= Texto de origen =

==*==

• Por Virginia Serotkin Molinas (*)

Marisol fue mi compañera de escuela desde la primaria; Débora, desde el secundario. Ambas, a la vida, la han peleado contra viento y marea. Son sostén de hogar de varios gurises hermosos y nunca, jamás, han tenido en sus manos guita que no fuera del laburo.

Mari trabaja de maestranza en una escuela para chicos no videntes, en Santa Fe. Eso apenas alcanza para sostener una casa, así que hace más que muchísimos años trabaja todas las noches (y madrugadas los findes y feriados) en el carribar de su hermano, que está en una de las esquinas más chetas del boulevard Gálvez santafesino. Todo pibe y piba que sale de los boliches alguna vez comió las hamburguesas que Marisol, Débora y varios más venden en el carri.

Cristian, el hermano de Marisol, fue sumando más carris en la ciudad, dando laburo hoy a casi cincuenta personas. En este mes no hubo un día que el celu no le sonara a Cristian, con whatsapps de alguien de esas cincuenta familias preguntando qué hacían, cuándo volvían a trabajar, cuándo habilitaban permisos para vender desde casa al menos… algo. Familias sin otro ingreso. Familias que más que al coronavirus le iban teniendo más y más miedo a la olla vacía.

==*==

= Entradas proporcionadas =
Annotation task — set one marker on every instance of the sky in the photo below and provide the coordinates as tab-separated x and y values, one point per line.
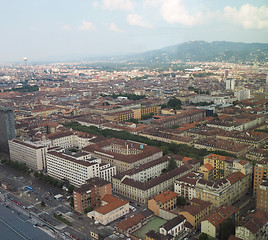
51	29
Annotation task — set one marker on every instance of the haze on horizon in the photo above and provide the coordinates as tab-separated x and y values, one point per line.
47	29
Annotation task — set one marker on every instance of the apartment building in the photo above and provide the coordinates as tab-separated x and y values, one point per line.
76	167
262	196
257	154
223	191
166	200
70	139
253	226
124	154
207	171
112	208
185	185
223	166
31	153
7	127
211	224
213	144
175	227
153	235
143	191
260	173
134	222
184	117
91	194
196	212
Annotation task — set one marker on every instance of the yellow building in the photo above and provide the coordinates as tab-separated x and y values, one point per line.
225	190
223	166
112	208
196	212
208	171
166	200
211	224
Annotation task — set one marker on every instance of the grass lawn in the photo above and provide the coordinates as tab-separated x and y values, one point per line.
153	224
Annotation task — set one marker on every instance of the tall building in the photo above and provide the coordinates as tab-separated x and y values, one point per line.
262	196
242	94
266	85
230	83
7	128
260	173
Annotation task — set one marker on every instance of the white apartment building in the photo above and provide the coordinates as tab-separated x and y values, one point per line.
70	139
107	171
77	167
185	185
112	208
30	153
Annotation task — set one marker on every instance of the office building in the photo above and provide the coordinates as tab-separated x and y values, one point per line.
31	153
91	194
262	196
7	128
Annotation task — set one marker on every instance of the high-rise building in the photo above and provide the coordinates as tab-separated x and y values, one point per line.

==*==

= Tareas a realizar =
A – Según el texto de origen, ¿por qué Mari trabaja también de noche en el carribar de su hermano? Responde en una a tres oraciones.
B – Retoma el texto de origen y continúalo a partir de su última oración.

= Respuestas =
A – Porque su sueldo de maestranza en una escuela para chicos no videntes apenas alcanza para sostener una casa.

B –
La semana pasada lograron acomodarse para trabajar desde casas y vender por envíos. Compartí en este muro el flyer que armamos los compañeros del secundario para dar una mano y difundir. Mari, contenta, le metía a la cocina.

“Necesitamos trabajar, Vir, no hay otra salida para nosotros”, me respondió cuando le pregunté si había accedido al menos a la ayuda de 10 mil pesos del gobierno, luego de una obvia negativa.

El lunes, Mari logró el permiso (luego de días de tramitarlo) para ir un rato a limpiar el carri, que desde el 19 de marzo apenas habían podido vaciar de comestibles y cerrarlo. Llegó pasado el mediodía de la calurosa siesta santafesina y el estupor la dejó helada: saqueado por completo.

En Boulebard y Rivadavia. Plenísimo centro. Saqueado. Seis garrafas, todos los electrodomésticos, el plasma, todos los utensilios… saqueado. Mientras, desesperada, evaluaba los daños y llamaba a Cristian, llegó la Policía.

Al ver a Mari la atajaron con esta frase: “Te vimos por las cámaras, ¿qué pensás?, ¿ponerte a vender?, ¿con qué permiso? Desde que llegaste, cuatro vecinos ya te denunciaron”.

Posta.

Cuatro vecinos y la Policía vieron a Marisol que llegó al carri.

Cuatro denunciaron y la última actuó. Con la presencia de Mari, con la de los ladrones, no. Nada.

Cristian, Mari, Débora y 47 familias más están destrozadas. Y anoche tomaron pedidos. Y laburaron hasta quién sabe qué hora. Y así seguirán, porque no conocen otra manera. Ellos no.

 “Estoy seguro que a casi todos los que robaron les hemos regalado hamburguesas al verlos por acá sin destino”, dijo Cristian, entrevistado por una radio local. Y seguro que sí.

A mí me quedó retumbando la gorra de esos cuatro vecinos, la gorra policial también.

Esos ojos y cámaras que vieron y actuaron frente a un trabajador sin saber el peso de este mes sobre sus espaldas.

Nada, eso.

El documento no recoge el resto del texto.